● **Selected text**

▼

On the Table

Should you try the coconut milk in the dairy case?

CORRESPONDENTAugust 3, 2011 

You may have noticed a newcomer in the supermarket milk department.

Coconut milk has staked a claim in the dairy case, where cow's milk is being crowded out by the nondairy alternatives - soymilk, almond milk and rice milk.

How does coconut milk compare to the competition?

It depends on your criteria.

If you like the flavor of coconut, you'll like coconut milk. It's made from grated, pressed coconut meat thinned with water to make a creamy, white beverage.

Coconut milk is versatile. You can use it in most of the ways cow's milk is used - on cereal, in baked goods and other cooking, and to dunk a cookie.

In fact, coconut milk is a traditional ingredient throughout much of the world, including Asia, the Caribbean and parts of South America. It's used in desserts, curries, soups, sauces, baked goods and other foods.

It's high in fat

To clarify a potential source of confusion: Coconut milk is different from coconut water, which some people also refer to as "milk." Coconut water is the watery, translucent fluid that you'll find in the center of a coconut if you crack one open.

Coconut milk stands out nutritionally because it's high in saturated fat. It's lower in sodium and protein, and it's higher in calcium than cow's milk when you buy a fortified brand such as Silk Pure Coconut.

Coconut milk is oily, so it doesn't work as well as soymilk and almond milk do as a coffee creamer. It whitens, but with an oil slick on the surface.

Of course, coconut milk is lactose-free, so it's suitable for anyone with lactose intolerance.

The alternatives

How does coconut milk compare to other milk alternatives?

Here's my assessment:

Soymilk tops the list. It's highly nutritious and tastes good, and it works well in most recipes in place of cow's milk. Soymilk is high in protein, and fortified varieties contain as much calcium as cow's milk.

If you don't like the slightly beany flavor of soymilk, vanilla-flavored soymilk containing a small amount of sweetener is another option. If you're allergic to soy, you'll be interested in the next best option.

Almond milk is the close runner-up. Like soymilk, it works well in most recipes. The flavor is delicious, and the consistency of almond milk is creamy, like whole milk.

It's lower in protein than soymilk, but it's similarly low in saturated fat and free of cholesterol. Fortified almond milk is higher in calcium than cow's milk.

If you're allergic to tree nuts, though, almond milk isn't an option for you.

Rice milk and coconut milk are a toss-up because each has substantial - but different - limitations.

Rice milk is low in protein, though fortified varieties are similar in calcium content to cow's milk. It's hypoallergenic and easy for most people to tolerate.

The consistency of rice milk is thin, though, so it doesn't work as well as creamier products do in foods like pudding, cream soup, and your coffee. It also has a bit of a starchy aftertaste.

Coconut milk, on the other hand, delicious and creamy, works well in most recipes. The big downside is its substantial saturated fat content - 5 grams per cup. Yes, scientific consensus still comes down on the side of limiting saturated fat as much as possible.

The bottom line? Try these milk alternatives and choose based on taste preferences and nutrition needs. And enjoy having choices.

▲

Source records
▼

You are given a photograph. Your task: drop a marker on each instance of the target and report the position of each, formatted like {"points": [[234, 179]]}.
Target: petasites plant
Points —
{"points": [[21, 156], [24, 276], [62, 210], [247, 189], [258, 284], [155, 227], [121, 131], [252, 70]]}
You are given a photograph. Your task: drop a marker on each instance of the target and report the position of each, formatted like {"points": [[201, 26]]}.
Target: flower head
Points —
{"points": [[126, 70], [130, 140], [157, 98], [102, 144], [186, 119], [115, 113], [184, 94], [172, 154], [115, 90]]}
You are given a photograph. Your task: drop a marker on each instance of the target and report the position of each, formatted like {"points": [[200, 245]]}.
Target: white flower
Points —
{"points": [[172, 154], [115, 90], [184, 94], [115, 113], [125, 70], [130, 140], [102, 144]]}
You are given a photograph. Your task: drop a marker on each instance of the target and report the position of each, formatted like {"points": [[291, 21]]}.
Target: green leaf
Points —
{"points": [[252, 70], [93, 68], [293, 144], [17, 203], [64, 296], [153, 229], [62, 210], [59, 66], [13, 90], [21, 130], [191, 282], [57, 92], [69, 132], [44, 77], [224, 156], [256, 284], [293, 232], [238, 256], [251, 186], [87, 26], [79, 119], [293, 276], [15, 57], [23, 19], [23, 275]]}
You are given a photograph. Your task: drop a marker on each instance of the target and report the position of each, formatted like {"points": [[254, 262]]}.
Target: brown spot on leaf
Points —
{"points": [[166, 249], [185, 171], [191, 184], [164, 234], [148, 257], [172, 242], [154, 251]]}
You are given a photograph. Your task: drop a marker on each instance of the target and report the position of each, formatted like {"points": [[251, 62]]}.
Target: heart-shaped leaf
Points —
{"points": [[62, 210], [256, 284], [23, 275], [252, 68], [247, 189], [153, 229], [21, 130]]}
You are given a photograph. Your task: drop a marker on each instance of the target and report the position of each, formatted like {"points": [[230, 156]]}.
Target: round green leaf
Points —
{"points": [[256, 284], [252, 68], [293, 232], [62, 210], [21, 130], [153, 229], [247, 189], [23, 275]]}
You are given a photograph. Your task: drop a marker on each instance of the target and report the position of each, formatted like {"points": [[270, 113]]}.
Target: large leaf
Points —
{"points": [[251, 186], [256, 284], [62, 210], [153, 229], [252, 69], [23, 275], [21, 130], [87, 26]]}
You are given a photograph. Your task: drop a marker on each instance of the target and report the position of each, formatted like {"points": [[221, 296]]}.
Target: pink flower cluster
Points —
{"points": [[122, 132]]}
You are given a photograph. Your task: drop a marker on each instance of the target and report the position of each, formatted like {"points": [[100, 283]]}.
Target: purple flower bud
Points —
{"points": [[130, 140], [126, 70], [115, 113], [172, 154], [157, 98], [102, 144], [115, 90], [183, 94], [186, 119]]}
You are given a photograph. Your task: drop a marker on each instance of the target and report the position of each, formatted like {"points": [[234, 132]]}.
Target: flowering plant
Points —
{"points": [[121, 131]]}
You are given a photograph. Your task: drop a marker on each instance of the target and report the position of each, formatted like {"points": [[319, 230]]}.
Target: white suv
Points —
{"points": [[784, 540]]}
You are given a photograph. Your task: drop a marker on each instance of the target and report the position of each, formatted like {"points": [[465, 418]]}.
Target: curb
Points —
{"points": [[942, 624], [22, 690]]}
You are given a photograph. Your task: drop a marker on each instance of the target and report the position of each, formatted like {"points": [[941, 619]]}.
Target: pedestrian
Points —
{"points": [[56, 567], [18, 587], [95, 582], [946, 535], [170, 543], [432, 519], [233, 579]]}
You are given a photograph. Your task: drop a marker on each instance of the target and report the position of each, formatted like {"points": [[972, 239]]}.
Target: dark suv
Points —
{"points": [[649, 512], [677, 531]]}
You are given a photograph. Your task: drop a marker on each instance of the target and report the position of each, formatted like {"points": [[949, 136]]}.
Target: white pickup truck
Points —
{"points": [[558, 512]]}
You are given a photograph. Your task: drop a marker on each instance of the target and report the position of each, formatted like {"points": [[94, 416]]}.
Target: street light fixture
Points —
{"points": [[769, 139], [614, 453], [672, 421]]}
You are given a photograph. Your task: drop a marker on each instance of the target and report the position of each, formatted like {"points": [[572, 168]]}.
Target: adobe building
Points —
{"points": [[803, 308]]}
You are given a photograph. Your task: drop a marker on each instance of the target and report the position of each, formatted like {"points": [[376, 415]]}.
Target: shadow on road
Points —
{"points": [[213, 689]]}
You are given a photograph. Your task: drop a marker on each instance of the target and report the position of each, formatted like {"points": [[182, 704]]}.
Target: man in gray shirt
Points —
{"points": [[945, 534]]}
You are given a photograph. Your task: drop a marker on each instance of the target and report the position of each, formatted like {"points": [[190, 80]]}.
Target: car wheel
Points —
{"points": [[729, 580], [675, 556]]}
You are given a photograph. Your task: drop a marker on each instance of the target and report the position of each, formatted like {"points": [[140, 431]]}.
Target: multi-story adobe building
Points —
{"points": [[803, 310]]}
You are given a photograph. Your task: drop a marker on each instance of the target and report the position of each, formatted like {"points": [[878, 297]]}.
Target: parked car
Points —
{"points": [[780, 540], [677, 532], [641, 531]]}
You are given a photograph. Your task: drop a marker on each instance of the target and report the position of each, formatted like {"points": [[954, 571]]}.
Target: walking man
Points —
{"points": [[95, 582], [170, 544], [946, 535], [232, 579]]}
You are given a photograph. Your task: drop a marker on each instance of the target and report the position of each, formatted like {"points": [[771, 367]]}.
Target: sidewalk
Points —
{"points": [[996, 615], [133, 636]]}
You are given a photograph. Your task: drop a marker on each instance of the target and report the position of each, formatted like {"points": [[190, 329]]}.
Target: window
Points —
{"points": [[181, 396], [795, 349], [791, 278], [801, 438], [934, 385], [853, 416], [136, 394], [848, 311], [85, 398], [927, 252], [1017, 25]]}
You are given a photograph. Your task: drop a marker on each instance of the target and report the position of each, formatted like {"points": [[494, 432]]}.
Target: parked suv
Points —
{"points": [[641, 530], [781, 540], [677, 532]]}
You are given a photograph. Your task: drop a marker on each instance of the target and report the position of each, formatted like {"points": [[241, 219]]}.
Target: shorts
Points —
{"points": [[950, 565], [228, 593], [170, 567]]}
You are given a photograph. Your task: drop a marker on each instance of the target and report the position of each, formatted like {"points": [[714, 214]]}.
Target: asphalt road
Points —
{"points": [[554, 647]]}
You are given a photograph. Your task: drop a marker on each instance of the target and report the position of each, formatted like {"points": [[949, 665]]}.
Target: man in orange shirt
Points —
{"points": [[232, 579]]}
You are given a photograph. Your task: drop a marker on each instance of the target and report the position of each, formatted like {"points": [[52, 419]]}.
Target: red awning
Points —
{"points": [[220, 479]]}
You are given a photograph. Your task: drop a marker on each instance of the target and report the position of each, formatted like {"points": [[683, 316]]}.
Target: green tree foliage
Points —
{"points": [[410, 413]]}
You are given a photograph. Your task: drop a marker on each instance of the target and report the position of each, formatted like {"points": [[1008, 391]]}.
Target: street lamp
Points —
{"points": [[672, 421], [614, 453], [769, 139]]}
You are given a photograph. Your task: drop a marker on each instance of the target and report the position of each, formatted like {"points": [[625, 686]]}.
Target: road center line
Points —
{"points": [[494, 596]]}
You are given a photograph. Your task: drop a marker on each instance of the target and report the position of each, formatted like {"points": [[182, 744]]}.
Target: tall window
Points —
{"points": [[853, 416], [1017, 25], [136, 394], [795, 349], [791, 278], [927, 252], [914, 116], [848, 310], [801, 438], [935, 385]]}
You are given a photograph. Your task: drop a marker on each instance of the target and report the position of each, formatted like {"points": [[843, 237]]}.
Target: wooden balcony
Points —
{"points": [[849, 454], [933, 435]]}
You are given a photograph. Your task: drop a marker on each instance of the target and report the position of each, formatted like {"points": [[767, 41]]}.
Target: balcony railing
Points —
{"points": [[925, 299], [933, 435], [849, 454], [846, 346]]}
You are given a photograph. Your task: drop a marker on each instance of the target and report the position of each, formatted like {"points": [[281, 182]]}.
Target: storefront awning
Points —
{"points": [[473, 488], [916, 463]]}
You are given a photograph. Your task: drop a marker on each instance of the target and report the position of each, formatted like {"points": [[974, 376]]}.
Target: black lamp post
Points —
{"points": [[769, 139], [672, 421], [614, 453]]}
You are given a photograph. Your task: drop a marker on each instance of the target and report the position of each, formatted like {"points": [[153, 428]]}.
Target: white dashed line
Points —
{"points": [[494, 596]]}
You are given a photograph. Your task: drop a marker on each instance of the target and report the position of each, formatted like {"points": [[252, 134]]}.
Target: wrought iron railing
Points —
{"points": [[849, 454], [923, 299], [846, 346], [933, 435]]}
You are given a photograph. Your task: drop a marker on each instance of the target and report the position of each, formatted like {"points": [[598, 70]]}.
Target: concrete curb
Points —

▲

● **What this task involves**
Return the passage of the coconut milk article from "To clarify a" to "Silk Pure Coconut.", copied word for word.

● **Answer box**
To clarify a potential source of confusion: Coconut milk is different from coconut water, which some people also refer to as "milk." Coconut water is the watery, translucent fluid that you'll find in the center of a coconut if you crack one open.

Coconut milk stands out nutritionally because it's high in saturated fat. It's lower in sodium and protein, and it's higher in calcium than cow's milk when you buy a fortified brand such as Silk Pure Coconut.